*Task requirements:* The expected reply is all of the data, returned exactly.

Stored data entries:
BEGIN

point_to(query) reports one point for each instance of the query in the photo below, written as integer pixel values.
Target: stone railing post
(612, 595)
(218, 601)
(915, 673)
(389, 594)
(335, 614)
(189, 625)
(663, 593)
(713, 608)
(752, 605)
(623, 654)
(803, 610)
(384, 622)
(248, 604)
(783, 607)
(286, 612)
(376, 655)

END

*Response area:*
point_to(query) reports one point for each instance of the query in the photo below, written as integer pixel values.
Target: stone railing post
(612, 595)
(218, 601)
(915, 673)
(389, 594)
(335, 614)
(189, 625)
(663, 593)
(713, 608)
(752, 605)
(623, 654)
(803, 610)
(384, 622)
(248, 604)
(783, 607)
(286, 612)
(376, 655)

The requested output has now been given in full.